Exercise objective → Each line from the one containing "the man in pink" through the last line of the material below is to be transcribed exactly, with nothing else included.

── Available data ──

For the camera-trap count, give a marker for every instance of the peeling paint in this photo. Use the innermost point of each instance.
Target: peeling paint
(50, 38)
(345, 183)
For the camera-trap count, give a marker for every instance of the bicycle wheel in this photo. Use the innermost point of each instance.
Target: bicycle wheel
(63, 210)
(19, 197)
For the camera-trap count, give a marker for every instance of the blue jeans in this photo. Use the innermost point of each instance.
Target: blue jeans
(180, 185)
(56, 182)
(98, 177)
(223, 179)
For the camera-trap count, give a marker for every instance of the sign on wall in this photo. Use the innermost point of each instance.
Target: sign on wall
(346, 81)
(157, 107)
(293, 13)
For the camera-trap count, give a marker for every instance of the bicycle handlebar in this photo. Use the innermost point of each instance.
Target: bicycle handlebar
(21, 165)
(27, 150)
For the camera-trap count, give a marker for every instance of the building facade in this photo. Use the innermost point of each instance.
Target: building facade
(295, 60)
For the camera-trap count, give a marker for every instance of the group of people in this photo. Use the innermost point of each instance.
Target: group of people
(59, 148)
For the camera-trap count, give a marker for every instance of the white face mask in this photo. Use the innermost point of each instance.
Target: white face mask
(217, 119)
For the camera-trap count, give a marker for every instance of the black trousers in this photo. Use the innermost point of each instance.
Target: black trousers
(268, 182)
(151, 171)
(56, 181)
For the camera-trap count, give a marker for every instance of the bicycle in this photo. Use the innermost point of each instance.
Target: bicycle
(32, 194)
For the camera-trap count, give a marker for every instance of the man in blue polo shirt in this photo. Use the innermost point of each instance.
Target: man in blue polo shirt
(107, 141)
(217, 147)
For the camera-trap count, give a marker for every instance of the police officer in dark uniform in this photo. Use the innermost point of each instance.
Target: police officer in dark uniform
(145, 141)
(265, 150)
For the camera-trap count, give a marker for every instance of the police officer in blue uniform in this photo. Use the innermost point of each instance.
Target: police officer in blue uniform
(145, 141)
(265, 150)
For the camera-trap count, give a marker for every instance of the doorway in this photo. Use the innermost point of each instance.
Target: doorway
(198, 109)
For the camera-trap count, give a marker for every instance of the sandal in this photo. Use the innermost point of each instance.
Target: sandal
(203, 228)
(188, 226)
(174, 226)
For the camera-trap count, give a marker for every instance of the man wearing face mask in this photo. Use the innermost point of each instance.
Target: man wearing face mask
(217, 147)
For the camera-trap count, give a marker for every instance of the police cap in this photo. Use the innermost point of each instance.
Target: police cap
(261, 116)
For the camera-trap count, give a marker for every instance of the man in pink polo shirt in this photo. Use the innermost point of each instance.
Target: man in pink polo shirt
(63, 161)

───

Written answer →
For the camera-trap count, give a marker for every instance of the man in pink polo shirt in this photo. Use the innermost point of each instance.
Target: man in pink polo shirt
(63, 161)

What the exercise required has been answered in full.